■ What to do
Convert every line of the listing below into a JSON list of strings, one string per line, omitting any blank lines.

■ Material for this exercise
════
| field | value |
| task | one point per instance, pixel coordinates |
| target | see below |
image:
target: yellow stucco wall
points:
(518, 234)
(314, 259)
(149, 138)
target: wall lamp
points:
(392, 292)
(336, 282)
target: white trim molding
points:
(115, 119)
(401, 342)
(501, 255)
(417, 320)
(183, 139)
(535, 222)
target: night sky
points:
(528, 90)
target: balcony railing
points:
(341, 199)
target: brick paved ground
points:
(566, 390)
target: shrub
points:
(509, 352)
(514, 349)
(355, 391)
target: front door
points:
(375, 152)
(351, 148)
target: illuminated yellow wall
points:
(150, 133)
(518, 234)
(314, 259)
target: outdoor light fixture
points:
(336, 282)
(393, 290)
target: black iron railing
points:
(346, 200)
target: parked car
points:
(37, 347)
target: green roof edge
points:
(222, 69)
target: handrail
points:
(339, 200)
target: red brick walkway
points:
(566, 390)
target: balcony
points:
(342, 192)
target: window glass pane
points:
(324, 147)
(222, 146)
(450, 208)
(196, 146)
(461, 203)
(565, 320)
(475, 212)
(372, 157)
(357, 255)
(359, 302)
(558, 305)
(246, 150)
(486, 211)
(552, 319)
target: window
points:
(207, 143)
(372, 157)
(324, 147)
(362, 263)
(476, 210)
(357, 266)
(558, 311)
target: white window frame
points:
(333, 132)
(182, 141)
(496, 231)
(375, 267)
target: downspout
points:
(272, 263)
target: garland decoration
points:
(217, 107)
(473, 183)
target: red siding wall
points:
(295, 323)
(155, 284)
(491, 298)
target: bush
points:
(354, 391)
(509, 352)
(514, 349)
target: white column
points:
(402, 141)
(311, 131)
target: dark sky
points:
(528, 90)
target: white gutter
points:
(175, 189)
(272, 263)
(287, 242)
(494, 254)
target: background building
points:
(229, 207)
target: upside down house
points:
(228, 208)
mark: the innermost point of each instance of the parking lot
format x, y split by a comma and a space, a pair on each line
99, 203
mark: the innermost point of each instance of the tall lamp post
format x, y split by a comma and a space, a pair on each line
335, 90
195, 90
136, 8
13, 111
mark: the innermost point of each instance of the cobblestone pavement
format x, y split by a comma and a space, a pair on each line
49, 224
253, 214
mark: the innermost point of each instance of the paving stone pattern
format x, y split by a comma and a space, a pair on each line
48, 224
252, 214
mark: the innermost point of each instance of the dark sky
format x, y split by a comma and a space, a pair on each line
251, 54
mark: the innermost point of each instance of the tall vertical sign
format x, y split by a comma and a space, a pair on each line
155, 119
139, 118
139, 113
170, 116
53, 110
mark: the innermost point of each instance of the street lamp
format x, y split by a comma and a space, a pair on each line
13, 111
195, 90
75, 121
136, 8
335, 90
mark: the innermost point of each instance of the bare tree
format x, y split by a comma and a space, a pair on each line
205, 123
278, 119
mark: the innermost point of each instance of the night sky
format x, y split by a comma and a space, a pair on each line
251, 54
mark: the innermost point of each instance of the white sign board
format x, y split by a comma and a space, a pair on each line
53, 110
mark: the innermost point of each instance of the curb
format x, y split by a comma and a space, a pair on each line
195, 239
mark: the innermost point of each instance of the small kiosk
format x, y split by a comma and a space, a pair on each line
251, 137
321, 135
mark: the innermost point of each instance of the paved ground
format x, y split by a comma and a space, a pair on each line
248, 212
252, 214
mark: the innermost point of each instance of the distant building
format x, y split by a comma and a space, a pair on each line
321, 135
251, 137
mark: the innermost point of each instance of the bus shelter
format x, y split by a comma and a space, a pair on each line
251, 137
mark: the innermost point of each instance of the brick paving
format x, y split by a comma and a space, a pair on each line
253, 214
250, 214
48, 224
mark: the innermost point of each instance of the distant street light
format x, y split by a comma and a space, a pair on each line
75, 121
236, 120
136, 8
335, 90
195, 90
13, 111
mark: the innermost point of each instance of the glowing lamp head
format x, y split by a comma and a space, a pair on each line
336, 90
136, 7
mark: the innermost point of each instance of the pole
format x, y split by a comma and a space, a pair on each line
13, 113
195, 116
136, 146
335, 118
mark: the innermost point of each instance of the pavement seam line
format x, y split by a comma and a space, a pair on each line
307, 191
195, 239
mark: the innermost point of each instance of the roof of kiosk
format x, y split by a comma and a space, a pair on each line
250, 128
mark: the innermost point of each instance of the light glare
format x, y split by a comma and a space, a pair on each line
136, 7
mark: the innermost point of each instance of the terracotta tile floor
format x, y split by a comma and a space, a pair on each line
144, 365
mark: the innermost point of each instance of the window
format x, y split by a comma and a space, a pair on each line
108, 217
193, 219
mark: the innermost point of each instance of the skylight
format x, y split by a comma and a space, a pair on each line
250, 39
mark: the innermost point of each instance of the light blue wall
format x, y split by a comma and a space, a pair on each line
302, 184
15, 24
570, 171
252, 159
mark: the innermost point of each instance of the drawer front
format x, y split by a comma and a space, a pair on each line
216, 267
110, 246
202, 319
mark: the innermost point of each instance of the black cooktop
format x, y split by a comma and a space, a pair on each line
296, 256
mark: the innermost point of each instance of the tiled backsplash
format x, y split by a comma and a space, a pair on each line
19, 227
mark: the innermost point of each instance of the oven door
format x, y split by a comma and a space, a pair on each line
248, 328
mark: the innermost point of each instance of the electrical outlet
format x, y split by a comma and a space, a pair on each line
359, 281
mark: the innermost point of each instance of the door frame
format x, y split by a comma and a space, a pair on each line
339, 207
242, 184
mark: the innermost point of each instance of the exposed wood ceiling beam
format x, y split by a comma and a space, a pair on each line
════
■ Reply
[
  "| field | value |",
  "| task | one point per instance, pixel coordinates |",
  "| target | see below |",
  "image:",
  "target: yellow stucco wall",
  "points:",
  "(518, 234)",
  "(314, 259)",
  "(149, 138)",
  "target: wall lamp",
  "points:",
  "(392, 292)",
  "(336, 282)",
  "target: white trim molding",
  "points:",
  "(115, 119)",
  "(401, 342)",
  "(501, 255)",
  "(417, 320)",
  "(183, 139)",
  "(535, 222)",
  "target: night sky",
  "points:",
  "(528, 90)",
  "target: balcony railing",
  "points:",
  "(341, 199)",
  "target: brick paved ground",
  "points:",
  "(566, 390)",
  "target: shrub",
  "points:",
  "(509, 352)",
  "(514, 349)",
  "(355, 391)",
  "target: front door",
  "points:",
  "(375, 152)",
  "(351, 148)",
  "target: illuminated yellow wall",
  "points:",
  "(150, 133)",
  "(518, 234)",
  "(314, 259)",
  "target: outdoor light fixture",
  "points:",
  "(336, 282)",
  "(393, 290)",
  "target: black iron railing",
  "points:",
  "(346, 200)",
  "target: parked car",
  "points:",
  "(37, 347)",
  "target: green roof edge",
  "points:",
  "(222, 69)",
  "target: handrail",
  "points:",
  "(339, 200)",
  "target: red brick walkway",
  "points:",
  "(566, 390)",
  "target: balcony",
  "points:",
  "(342, 192)",
  "target: window glass pane",
  "points:",
  "(324, 147)",
  "(222, 146)",
  "(450, 208)",
  "(196, 146)",
  "(461, 203)",
  "(565, 320)",
  "(475, 212)",
  "(372, 157)",
  "(357, 255)",
  "(359, 302)",
  "(558, 305)",
  "(246, 150)",
  "(486, 211)",
  "(552, 319)",
  "target: window",
  "points:",
  "(207, 143)",
  "(372, 157)",
  "(324, 147)",
  "(362, 263)",
  "(476, 210)",
  "(357, 266)",
  "(558, 311)",
  "target: white window frame",
  "points:",
  "(333, 132)",
  "(182, 141)",
  "(496, 231)",
  "(375, 267)",
  "target: downspout",
  "points:",
  "(272, 263)",
  "target: garland decoration",
  "points:",
  "(217, 107)",
  "(473, 183)",
  "target: red siding wall",
  "points:",
  "(295, 323)",
  "(155, 284)",
  "(491, 298)",
  "target: bush",
  "points:",
  "(354, 391)",
  "(509, 352)",
  "(514, 349)",
  "target: white column",
  "points:",
  "(402, 141)",
  "(311, 131)",
  "target: dark sky",
  "points:",
  "(528, 90)",
  "target: white gutter",
  "points:",
  "(175, 189)",
  "(272, 263)",
  "(287, 242)",
  "(494, 254)",
  "target: background building",
  "points:",
  "(229, 207)",
  "target: upside down house",
  "points:",
  "(228, 208)",
  "mark: the innermost point of each instance of the parking lot",
  "format x, y split by a comma and a space, a pair on each line",
  "99, 203",
  "mark: the innermost point of each instance of the tall lamp post",
  "format x, y split by a comma and a space, a pair on each line",
  "335, 90",
  "195, 90",
  "136, 8",
  "13, 111",
  "mark: the innermost point of each instance of the cobblestone pavement",
  "format x, y split by a comma and a space, a pair on each line",
  "49, 224",
  "253, 214",
  "mark: the innermost point of each instance of the paving stone pattern",
  "format x, y split by a comma and a space, a pair on each line",
  "48, 224",
  "252, 214",
  "mark: the innermost point of each instance of the dark sky",
  "format x, y split by a comma and a space, a pair on each line",
  "251, 54",
  "mark: the innermost point of each instance of the tall vertical sign",
  "format x, y split by a comma and a space, a pair on each line",
  "155, 119",
  "139, 118",
  "139, 113",
  "170, 116",
  "53, 110",
  "mark: the innermost point of each instance of the street lamp",
  "format x, y split by a comma and a space, a pair on each line",
  "13, 111",
  "195, 90",
  "75, 121",
  "136, 8",
  "335, 90",
  "mark: the innermost point of each instance of the bare tree",
  "format x, y split by a comma and a space, a pair on each line",
  "205, 123",
  "278, 119",
  "mark: the innermost point of each instance of the night sky",
  "format x, y split by a comma and a space, a pair on each line",
  "251, 54",
  "mark: the innermost point of each instance of the white sign board",
  "format x, y split by a comma and a space, a pair on each line",
  "53, 110",
  "mark: the innermost point of each instance of the curb",
  "format x, y split by a comma and a space, a pair on each line",
  "195, 239",
  "mark: the innermost point of each instance of the small kiosk",
  "format x, y split by a comma and a space, a pair on each line",
  "251, 137",
  "321, 135",
  "mark: the innermost point of each instance of the paved ground",
  "format x, y split by a comma and a space, a pair on each line",
  "248, 212",
  "252, 214",
  "mark: the innermost point of each instance of the distant building",
  "format x, y split by a comma and a space, a pair on each line",
  "321, 135",
  "251, 137",
  "mark: the innermost point of each instance of the bus shelter",
  "format x, y split by a comma and a space, a pair on each line",
  "251, 137",
  "mark: the innermost point of each instance of the brick paving",
  "format x, y split by a comma and a space, a pair on each line",
  "253, 214",
  "250, 214",
  "48, 224",
  "mark: the innermost point of each instance of the distant street light",
  "format x, y split by a comma and a space, a pair on each line",
  "75, 121",
  "236, 120",
  "136, 8",
  "335, 90",
  "195, 90",
  "13, 111",
  "mark: the innermost point of each instance of the glowing lamp head",
  "format x, y split by a comma and a space, a pair on each line",
  "336, 90",
  "136, 7",
  "mark: the innermost point of each instance of the pole",
  "format x, y split by a comma and a space, a pair on each line",
  "13, 113",
  "195, 116",
  "136, 146",
  "335, 118",
  "mark: the innermost point of each instance of the pavement seam line",
  "format x, y split by a comma and a space, a pair on each line",
  "307, 191",
  "195, 239",
  "mark: the innermost point of each instance of the roof of kiosk",
  "format x, y split by a comma and a space, a pair on each line",
  "250, 128",
  "mark: the innermost point of each instance of the light glare",
  "format x, y split by a comma and a space, a pair on each line",
  "136, 7",
  "mark: the innermost point of each instance of the terracotta tile floor",
  "format x, y split by a comma and a space, a pair on each line",
  "144, 365",
  "mark: the innermost point of each instance of the window",
  "format x, y split by a comma and a space, a pair on each line",
  "108, 217",
  "193, 219",
  "mark: the innermost point of each instance of the skylight",
  "format x, y split by a comma and a space, a pair on each line",
  "250, 39",
  "mark: the innermost point of each instance of the light blue wall",
  "format x, y split by a comma and a space, a pair on each line",
  "302, 184",
  "15, 24",
  "570, 171",
  "252, 159",
  "mark: the innermost point of each instance of the drawer front",
  "format x, y split by a comma and a space, a pair on each line",
  "216, 267",
  "110, 246",
  "202, 319",
  "mark: the innermost point of each instance of the black cooktop",
  "format x, y split by a comma and a space, a pair on each line",
  "296, 256",
  "mark: the innermost point of each instance of the tiled backsplash",
  "format x, y split by a comma and a space, a pair on each line",
  "19, 227",
  "mark: the innermost point of each instance of the oven door",
  "format x, y split by a comma and a space, a pair on each line",
  "248, 328",
  "mark: the innermost point of each instance of the electrical outlet",
  "format x, y split by a comma and a space, a pair on each line",
  "359, 281",
  "mark: the innermost point of each instance of the door frame",
  "format x, y split by a comma and a space, a pair on each line",
  "339, 207",
  "242, 184",
  "mark: the innermost point of each instance of the exposed wood ceiling beam",
  "format x, y split by a comma and a space, a pair on each line"
]